Klingt einfach. Ist und vor allem war es aber nicht für einen deutschen Juden, Jahrgang 1927. Die orthodox geprägte Familie (großbürgerliches Elternhaus im Berliner Hansaviertel) floh frühzeitig erst nach Amsterdam, alsbald weiter nach England. Früh schon wollte William Journalist werden. Und Rabbiner.

 

Zunächst wurde er Parlaments- und Europakorrespondent großer englischer Zeitungen, reiste mit dem britischen Außenminister um die halbe Welt, war in den 1970er Jahren oft eingeladener TV-Gast in Werner Höfers „Internationalem Frühschoppen“. Mit 53 Jahren jedoch begann Wolff, seinen Herzenswunsch sich (eigenfinanziert) zu erfüllen: Das Rabbiner-Studium am Londoner Leo-Baeck-College; parallel arbeitete er fürs nötige Geld weiter im Politik-Journalismus. Nach der Smicha (Ordination) übernimmt er verschiedene Gemeinden in England; zuletzt (1997) in Wimbledon. Dann 2002 der Ruf aus dem neuen Deutschland. Zwei Jahre später die Wahl zum stellvertretenden Vorsitzenden der Allgemeinen Rabbinerkonferenz in Deutschland. Er bekommt den Ehrendoktor der Uni Greifswald, die Ehrenbürgerschaft Schwerins, das Bundesverdienstkreuz, den Israel-Jacobsohn-Preis. 2015 endet sein Vertrag in Meckpomm, er behält den Titel „Landesrabbiner“ und erfüllt weiterhin repräsentative Aufgaben.

—————

Schreib den Text über William Wolff ab, alles von „Klingt einfach. Ist“ bis hinunter zu „werden. Und Rabbiner.“, und ändere dabei „Amsterdam“ in „Rotterdam“.

**Auszüge aus einem Datensatz zur Objekterkennung**.
—————

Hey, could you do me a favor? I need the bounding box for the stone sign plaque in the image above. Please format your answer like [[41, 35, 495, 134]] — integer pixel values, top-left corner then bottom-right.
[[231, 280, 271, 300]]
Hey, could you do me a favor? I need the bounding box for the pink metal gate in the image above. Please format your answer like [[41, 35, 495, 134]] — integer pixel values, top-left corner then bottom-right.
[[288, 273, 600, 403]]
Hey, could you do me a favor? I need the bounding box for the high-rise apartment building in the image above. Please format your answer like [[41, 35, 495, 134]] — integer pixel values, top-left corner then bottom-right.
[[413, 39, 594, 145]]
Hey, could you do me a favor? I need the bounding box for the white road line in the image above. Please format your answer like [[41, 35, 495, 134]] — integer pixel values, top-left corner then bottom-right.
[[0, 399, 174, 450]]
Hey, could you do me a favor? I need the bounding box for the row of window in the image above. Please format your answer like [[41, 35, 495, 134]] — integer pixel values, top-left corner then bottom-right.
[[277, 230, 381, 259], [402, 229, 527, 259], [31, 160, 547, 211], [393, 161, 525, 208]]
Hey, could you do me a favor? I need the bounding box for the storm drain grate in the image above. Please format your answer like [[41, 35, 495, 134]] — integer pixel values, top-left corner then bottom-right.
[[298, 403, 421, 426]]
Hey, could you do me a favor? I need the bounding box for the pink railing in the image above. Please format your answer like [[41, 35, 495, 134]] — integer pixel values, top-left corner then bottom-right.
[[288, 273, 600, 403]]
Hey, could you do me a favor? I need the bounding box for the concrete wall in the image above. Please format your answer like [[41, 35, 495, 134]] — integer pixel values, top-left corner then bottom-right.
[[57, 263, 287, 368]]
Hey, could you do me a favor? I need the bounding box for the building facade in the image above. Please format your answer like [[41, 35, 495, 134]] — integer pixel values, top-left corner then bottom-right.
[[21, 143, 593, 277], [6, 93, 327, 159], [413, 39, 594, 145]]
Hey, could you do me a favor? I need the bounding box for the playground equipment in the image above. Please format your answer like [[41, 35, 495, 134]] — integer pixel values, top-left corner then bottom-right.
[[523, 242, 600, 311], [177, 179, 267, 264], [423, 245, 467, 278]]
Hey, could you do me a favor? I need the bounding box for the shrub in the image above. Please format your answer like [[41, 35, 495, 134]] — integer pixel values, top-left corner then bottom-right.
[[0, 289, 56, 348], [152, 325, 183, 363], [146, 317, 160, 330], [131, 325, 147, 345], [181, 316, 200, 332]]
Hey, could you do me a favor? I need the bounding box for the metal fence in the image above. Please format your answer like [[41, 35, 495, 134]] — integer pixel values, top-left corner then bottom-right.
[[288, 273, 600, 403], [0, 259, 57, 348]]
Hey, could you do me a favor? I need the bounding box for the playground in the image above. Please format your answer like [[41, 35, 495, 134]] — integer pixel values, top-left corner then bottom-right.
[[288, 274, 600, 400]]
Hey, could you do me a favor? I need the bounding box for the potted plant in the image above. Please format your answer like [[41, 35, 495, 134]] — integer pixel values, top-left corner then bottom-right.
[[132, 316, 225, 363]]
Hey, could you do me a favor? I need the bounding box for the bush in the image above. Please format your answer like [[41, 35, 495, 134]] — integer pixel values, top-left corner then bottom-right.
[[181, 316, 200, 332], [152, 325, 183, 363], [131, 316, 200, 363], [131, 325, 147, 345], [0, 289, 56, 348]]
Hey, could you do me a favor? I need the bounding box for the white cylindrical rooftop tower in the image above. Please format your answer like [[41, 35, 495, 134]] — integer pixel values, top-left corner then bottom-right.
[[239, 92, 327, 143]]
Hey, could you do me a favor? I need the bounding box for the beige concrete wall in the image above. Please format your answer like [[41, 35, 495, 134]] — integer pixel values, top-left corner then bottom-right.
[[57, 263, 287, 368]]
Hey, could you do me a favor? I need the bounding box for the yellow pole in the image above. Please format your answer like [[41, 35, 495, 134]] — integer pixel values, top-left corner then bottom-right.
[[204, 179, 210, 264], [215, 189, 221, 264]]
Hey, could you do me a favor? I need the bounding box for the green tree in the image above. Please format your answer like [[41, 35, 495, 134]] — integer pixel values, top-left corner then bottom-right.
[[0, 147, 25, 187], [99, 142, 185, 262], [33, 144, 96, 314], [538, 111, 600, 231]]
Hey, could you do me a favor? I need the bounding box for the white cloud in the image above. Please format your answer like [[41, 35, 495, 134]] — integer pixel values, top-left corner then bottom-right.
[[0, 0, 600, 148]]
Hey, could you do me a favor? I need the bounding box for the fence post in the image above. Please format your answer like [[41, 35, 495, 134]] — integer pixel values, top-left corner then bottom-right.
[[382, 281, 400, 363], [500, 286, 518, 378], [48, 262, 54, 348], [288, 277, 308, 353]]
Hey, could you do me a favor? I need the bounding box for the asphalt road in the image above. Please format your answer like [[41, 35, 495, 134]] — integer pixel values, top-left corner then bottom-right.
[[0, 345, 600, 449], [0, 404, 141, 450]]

—————

**Lösung**.
Klingt einfach. Ist und vor allem war es aber nicht für einen deutschen Juden, Jahrgang 1927. Die orthodox geprägte Familie (großbürgerliches Elternhaus im Berliner Hansaviertel) floh frühzeitig erst nach Rotterdam, alsbald weiter nach England. Früh schon wollte William Journalist werden. Und Rabbiner.